» **ASSIGNMENT**
The listing is to be reproduced exactly, excluding its pictures.

EXTRACTED INFORMATION Block Start

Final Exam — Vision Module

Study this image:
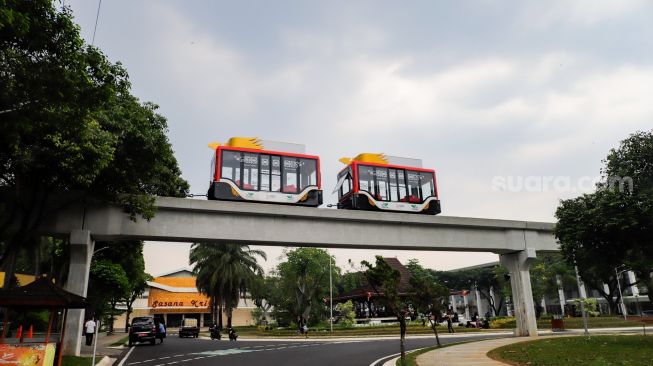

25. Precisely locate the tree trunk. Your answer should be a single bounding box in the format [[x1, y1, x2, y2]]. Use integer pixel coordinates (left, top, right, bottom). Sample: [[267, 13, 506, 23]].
[[2, 250, 17, 289], [399, 316, 407, 365], [125, 306, 132, 333], [430, 322, 441, 347], [218, 301, 223, 329]]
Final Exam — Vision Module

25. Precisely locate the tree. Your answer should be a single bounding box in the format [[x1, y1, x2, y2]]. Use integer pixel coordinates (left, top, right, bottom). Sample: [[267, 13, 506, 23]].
[[190, 243, 266, 328], [91, 241, 151, 332], [272, 248, 339, 325], [337, 300, 356, 328], [601, 131, 653, 301], [556, 130, 653, 305], [0, 0, 189, 288], [408, 269, 449, 347], [87, 260, 130, 332], [433, 265, 508, 317], [362, 256, 409, 365]]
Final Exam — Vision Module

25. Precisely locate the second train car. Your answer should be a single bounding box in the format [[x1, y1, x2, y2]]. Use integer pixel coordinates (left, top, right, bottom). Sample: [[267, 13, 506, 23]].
[[207, 137, 323, 206], [334, 153, 441, 215]]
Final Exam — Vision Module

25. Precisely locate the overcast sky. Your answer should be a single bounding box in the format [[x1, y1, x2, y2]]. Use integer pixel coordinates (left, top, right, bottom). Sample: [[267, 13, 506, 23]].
[[66, 0, 653, 276]]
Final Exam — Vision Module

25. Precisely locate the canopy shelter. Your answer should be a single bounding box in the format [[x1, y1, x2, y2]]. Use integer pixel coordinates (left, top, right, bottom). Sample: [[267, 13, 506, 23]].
[[0, 277, 87, 366], [332, 258, 413, 319]]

EXTRACTED INFORMATION Block End

» **EXERCISE RESPONSE**
Final Exam — Vision Module

Study this image:

25. Precisely locate the tree trunk. Your answer should be a single bounding box in the format [[x1, y1, x2, y2]]. Use integer pixel coordinates (left, top, right, bottom). Sample: [[267, 13, 506, 23]].
[[2, 250, 17, 289], [399, 316, 407, 365], [125, 306, 132, 333], [430, 322, 441, 347], [218, 301, 223, 329]]
Final Exam — Vision Module

25. Precisely locate the tree. Your answer should be a single bounding box in the format [[x1, y1, x2, y2]]. Use integer pixel coordinates (left, top, right, bottom). Sample: [[267, 13, 506, 23]].
[[190, 243, 266, 328], [91, 241, 151, 332], [272, 248, 339, 325], [337, 300, 356, 328], [601, 131, 653, 301], [556, 130, 653, 305], [0, 0, 189, 288], [408, 269, 449, 347], [87, 260, 130, 332], [433, 265, 508, 317], [362, 256, 409, 365]]
Final Exam — Vision Module

25. Precisely locate the second train car. Your answer should be a single bounding box in the format [[x1, y1, x2, y2]]. Use integer pixel coordinates (left, top, right, bottom). Sample: [[267, 13, 506, 23]].
[[207, 137, 323, 206], [334, 153, 441, 215]]
Final Exam — Vision Module

25. Precisely locate the overcast sky. Your answer should be a single bounding box in the format [[x1, y1, x2, y2]]. Use integer pixel coordinates (left, top, right, bottom). Sample: [[267, 13, 506, 23]].
[[66, 0, 653, 276]]
Final Exam — Vision Module

25. Precisely locate the canopy shelter. Your answer should be a single bounding box in the format [[x1, y1, x2, y2]]. Use integer pixel coordinates (left, top, right, bottom). Sample: [[267, 13, 506, 23]].
[[0, 277, 87, 366], [332, 258, 413, 319]]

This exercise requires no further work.